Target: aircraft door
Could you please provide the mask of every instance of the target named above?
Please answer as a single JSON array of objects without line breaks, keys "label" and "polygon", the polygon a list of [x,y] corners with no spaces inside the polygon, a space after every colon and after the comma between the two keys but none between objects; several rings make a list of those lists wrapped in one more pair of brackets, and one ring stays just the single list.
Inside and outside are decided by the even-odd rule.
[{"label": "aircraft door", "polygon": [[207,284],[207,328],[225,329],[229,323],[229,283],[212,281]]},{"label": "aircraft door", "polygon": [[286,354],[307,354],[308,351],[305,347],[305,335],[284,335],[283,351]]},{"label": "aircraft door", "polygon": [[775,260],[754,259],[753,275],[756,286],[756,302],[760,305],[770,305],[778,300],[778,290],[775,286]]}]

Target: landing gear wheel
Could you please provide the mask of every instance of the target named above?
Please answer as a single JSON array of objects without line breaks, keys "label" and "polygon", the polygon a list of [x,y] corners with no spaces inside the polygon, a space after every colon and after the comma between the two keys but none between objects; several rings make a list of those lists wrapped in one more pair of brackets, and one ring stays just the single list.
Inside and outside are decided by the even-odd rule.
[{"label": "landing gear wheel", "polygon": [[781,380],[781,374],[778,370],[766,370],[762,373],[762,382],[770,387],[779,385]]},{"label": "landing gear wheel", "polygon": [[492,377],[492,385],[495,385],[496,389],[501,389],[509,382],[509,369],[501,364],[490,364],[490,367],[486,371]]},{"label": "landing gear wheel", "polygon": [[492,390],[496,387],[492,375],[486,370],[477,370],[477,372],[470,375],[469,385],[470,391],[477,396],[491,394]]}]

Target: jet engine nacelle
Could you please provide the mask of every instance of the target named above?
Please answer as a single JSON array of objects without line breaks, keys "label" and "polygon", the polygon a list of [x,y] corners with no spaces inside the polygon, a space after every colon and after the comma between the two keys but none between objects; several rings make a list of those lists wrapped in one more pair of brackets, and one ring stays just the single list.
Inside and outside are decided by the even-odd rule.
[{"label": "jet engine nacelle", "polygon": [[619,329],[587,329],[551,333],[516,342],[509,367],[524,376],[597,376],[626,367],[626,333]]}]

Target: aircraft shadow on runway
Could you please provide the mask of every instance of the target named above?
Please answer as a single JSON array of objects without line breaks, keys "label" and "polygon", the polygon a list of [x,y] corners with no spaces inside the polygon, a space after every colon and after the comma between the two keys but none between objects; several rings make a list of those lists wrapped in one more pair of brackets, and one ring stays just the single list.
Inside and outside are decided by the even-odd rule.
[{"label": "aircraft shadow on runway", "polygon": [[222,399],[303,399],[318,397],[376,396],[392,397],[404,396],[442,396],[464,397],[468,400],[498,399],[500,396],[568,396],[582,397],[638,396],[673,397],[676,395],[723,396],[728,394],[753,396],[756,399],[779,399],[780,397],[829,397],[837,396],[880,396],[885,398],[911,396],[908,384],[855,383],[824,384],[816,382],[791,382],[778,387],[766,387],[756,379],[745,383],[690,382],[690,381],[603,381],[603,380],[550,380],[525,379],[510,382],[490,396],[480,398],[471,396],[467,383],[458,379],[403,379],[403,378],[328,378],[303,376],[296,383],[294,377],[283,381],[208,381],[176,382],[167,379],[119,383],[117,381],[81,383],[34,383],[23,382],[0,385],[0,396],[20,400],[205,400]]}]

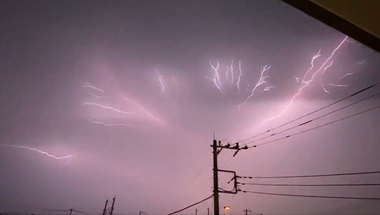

THE PROBLEM:
Collect each line of the records that contains the string "aircraft", treating uppercase and lowercase letters as different.

ANSWER BELOW:
Target: aircraft door
[{"label": "aircraft door", "polygon": [[207,284],[207,328],[225,329],[229,323],[229,283],[212,281]]},{"label": "aircraft door", "polygon": [[286,354],[307,354],[308,351],[305,347],[305,335],[284,335],[283,351]]},{"label": "aircraft door", "polygon": [[775,260],[754,259],[753,275],[756,286],[756,302],[760,305],[770,305],[778,300],[778,290],[775,286]]}]
Target: aircraft shadow on runway
[{"label": "aircraft shadow on runway", "polygon": [[222,399],[303,399],[318,397],[376,396],[392,397],[404,396],[442,396],[464,397],[468,400],[498,399],[500,396],[568,396],[582,397],[638,396],[673,397],[676,395],[723,396],[728,394],[753,396],[756,399],[779,399],[780,397],[829,397],[837,396],[880,396],[885,398],[911,396],[908,384],[855,383],[824,384],[816,382],[791,382],[778,387],[766,387],[756,379],[745,383],[690,382],[690,381],[603,381],[603,380],[550,380],[525,379],[510,382],[490,396],[480,398],[471,396],[467,383],[458,379],[403,379],[403,378],[328,378],[303,376],[296,383],[294,377],[283,381],[208,381],[176,382],[167,379],[119,383],[117,381],[81,383],[34,383],[23,382],[0,385],[0,396],[20,400],[205,400]]}]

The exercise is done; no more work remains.